Start of Block

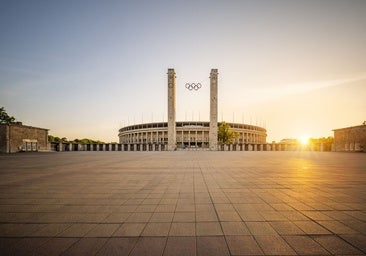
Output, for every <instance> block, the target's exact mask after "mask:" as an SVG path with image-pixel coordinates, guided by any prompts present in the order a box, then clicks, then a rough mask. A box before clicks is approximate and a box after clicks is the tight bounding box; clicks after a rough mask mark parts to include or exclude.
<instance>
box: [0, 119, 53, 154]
mask: <svg viewBox="0 0 366 256" xmlns="http://www.w3.org/2000/svg"><path fill="white" fill-rule="evenodd" d="M40 150H41V151H44V150H49V144H48V129H44V128H38V127H32V126H26V125H22V124H21V123H14V124H0V152H1V153H16V152H21V151H40Z"/></svg>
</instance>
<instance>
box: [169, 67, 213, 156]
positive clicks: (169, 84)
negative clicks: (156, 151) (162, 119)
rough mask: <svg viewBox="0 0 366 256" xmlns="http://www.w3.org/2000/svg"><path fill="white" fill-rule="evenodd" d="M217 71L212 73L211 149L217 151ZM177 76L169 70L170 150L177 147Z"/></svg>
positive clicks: (210, 126) (169, 125)
mask: <svg viewBox="0 0 366 256" xmlns="http://www.w3.org/2000/svg"><path fill="white" fill-rule="evenodd" d="M217 76H218V71H217V69H211V73H210V130H209V148H210V150H217V111H218V110H217V86H218V84H217ZM176 78H177V77H176V75H175V71H174V69H172V68H170V69H168V150H169V151H173V150H175V149H176V147H177V140H176V118H175V117H176V103H175V100H176Z"/></svg>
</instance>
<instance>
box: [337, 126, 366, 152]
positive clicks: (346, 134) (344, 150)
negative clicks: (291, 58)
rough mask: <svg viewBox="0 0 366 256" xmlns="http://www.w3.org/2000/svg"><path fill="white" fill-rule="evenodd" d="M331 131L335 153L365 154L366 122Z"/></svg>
mask: <svg viewBox="0 0 366 256" xmlns="http://www.w3.org/2000/svg"><path fill="white" fill-rule="evenodd" d="M333 131H334V150H335V151H353V152H366V122H364V123H363V124H362V125H358V126H352V127H346V128H340V129H334V130H333Z"/></svg>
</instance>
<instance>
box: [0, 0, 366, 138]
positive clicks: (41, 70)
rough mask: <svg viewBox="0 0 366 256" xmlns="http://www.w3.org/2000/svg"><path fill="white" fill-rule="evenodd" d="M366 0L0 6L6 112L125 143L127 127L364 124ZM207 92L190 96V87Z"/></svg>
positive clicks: (3, 97)
mask: <svg viewBox="0 0 366 256" xmlns="http://www.w3.org/2000/svg"><path fill="white" fill-rule="evenodd" d="M365 13H366V1H364V0H347V1H346V0H344V1H338V0H328V1H327V0H303V1H301V0H299V1H292V0H272V1H266V0H255V1H245V0H242V1H230V0H229V1H215V0H210V1H199V0H198V1H171V0H170V1H159V0H157V1H140V0H137V1H113V0H106V1H93V0H88V1H81V0H65V1H56V0H44V1H38V0H32V1H28V0H0V107H1V106H3V107H5V109H6V111H7V113H8V114H9V115H12V116H14V117H15V118H16V119H17V120H19V121H22V122H23V124H25V125H31V126H36V127H42V128H48V129H50V131H49V134H51V135H54V136H58V137H67V138H68V139H70V140H72V139H75V138H79V139H81V138H91V139H98V140H102V141H105V142H118V129H120V128H121V127H123V126H127V125H132V124H138V123H146V122H158V121H166V119H167V117H166V116H167V70H168V68H174V69H175V72H176V76H177V99H176V100H177V110H176V111H177V121H180V120H181V121H191V120H199V121H205V120H207V121H208V120H209V74H210V71H211V69H212V68H217V69H218V72H219V77H218V86H219V95H218V104H219V105H218V109H219V110H218V112H219V121H222V120H223V121H227V122H238V123H247V124H253V125H259V126H262V127H265V128H266V129H267V135H268V137H267V141H268V142H271V141H280V140H281V139H284V138H300V137H304V136H308V137H315V138H317V137H327V136H332V135H333V132H332V129H336V128H342V127H348V126H355V125H360V124H362V122H363V121H364V120H366V47H365V46H366V33H365V28H366V15H365ZM198 82H200V83H202V88H201V89H200V90H198V91H188V90H187V89H186V88H185V86H184V85H185V84H186V83H198Z"/></svg>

End of Block

Go through the records and repeat each one exactly, skipping anything that is a picture.

# ANSWER SECTION:
Output, for every <instance> block, the target's exact mask after "mask:" as an SVG path with image-pixel coordinates, guided by any prompts present in the order a box, then clicks, then a rough mask. A box before clicks is approximate and a box after clicks is the tight bounding box; clicks after a rough mask mark parts to include or exclude.
<instance>
box: [0, 119, 53, 154]
mask: <svg viewBox="0 0 366 256" xmlns="http://www.w3.org/2000/svg"><path fill="white" fill-rule="evenodd" d="M40 150H41V151H44V150H49V144H48V129H44V128H38V127H32V126H26V125H22V124H21V123H14V124H0V152H1V153H16V152H21V151H40Z"/></svg>
</instance>
<instance>
box: [169, 67, 213, 156]
positive clicks: (169, 84)
negative clicks: (156, 151) (162, 119)
rough mask: <svg viewBox="0 0 366 256" xmlns="http://www.w3.org/2000/svg"><path fill="white" fill-rule="evenodd" d="M217 71L212 73L211 149L217 151ZM177 76L169 70L170 150L177 147Z"/></svg>
positive clicks: (210, 126) (169, 125)
mask: <svg viewBox="0 0 366 256" xmlns="http://www.w3.org/2000/svg"><path fill="white" fill-rule="evenodd" d="M217 76H218V71H217V69H211V73H210V130H209V148H210V150H217V111H218V110H217V86H218V84H217ZM176 78H177V77H176V75H175V71H174V69H172V68H170V69H168V150H169V151H173V150H175V149H176V147H177V140H176V118H175V117H176V103H175V100H176Z"/></svg>
</instance>
<instance>
box: [337, 126, 366, 152]
positive clicks: (346, 134) (344, 150)
negative clicks: (291, 58)
rough mask: <svg viewBox="0 0 366 256" xmlns="http://www.w3.org/2000/svg"><path fill="white" fill-rule="evenodd" d="M331 131L335 153L365 154L366 122Z"/></svg>
mask: <svg viewBox="0 0 366 256" xmlns="http://www.w3.org/2000/svg"><path fill="white" fill-rule="evenodd" d="M333 131H334V150H335V151H353V152H366V122H364V123H363V124H362V125H358V126H352V127H346V128H340V129H334V130H333Z"/></svg>
</instance>
<instance>
box: [0, 0, 366, 138]
positive clicks: (41, 70)
rough mask: <svg viewBox="0 0 366 256" xmlns="http://www.w3.org/2000/svg"><path fill="white" fill-rule="evenodd" d="M366 0L0 6L6 112L125 143L127 127L364 124ZM207 92L190 96V87Z"/></svg>
positive clicks: (3, 97)
mask: <svg viewBox="0 0 366 256" xmlns="http://www.w3.org/2000/svg"><path fill="white" fill-rule="evenodd" d="M365 13H366V1H364V0H347V1H346V0H344V1H338V0H328V1H327V0H303V1H301V0H299V1H292V0H272V1H266V0H255V1H245V0H242V1H230V0H229V1H215V0H210V1H199V0H198V1H171V0H170V1H159V0H157V1H140V0H137V1H113V0H106V1H93V0H88V1H81V0H65V1H56V0H44V1H38V0H32V1H28V0H0V107H1V106H3V107H5V109H6V111H7V113H8V114H9V115H12V116H14V117H15V118H16V119H17V120H19V121H22V122H23V124H25V125H31V126H36V127H42V128H48V129H50V131H49V134H51V135H54V136H58V137H67V138H68V139H70V140H72V139H75V138H79V139H81V138H91V139H98V140H102V141H105V142H118V129H120V128H121V127H123V126H127V125H132V124H138V123H146V122H158V121H166V119H167V117H166V116H167V70H168V68H174V69H175V72H176V76H177V99H176V100H177V110H176V111H177V121H180V120H181V121H191V120H199V121H205V120H207V121H208V120H209V74H210V71H211V69H212V68H217V69H218V72H219V77H218V86H219V95H218V104H219V105H218V109H219V110H218V112H219V121H222V120H223V121H227V122H238V123H247V124H253V125H259V126H262V127H265V128H266V129H267V135H268V137H267V141H268V142H271V141H280V140H281V139H284V138H300V137H304V136H308V137H315V138H317V137H327V136H332V135H333V132H332V129H336V128H342V127H348V126H355V125H360V124H362V122H363V121H364V120H366V47H365V46H366V33H365V28H366V15H365ZM198 82H200V83H202V88H201V89H200V90H198V91H188V90H187V89H186V88H185V86H184V85H185V84H186V83H198Z"/></svg>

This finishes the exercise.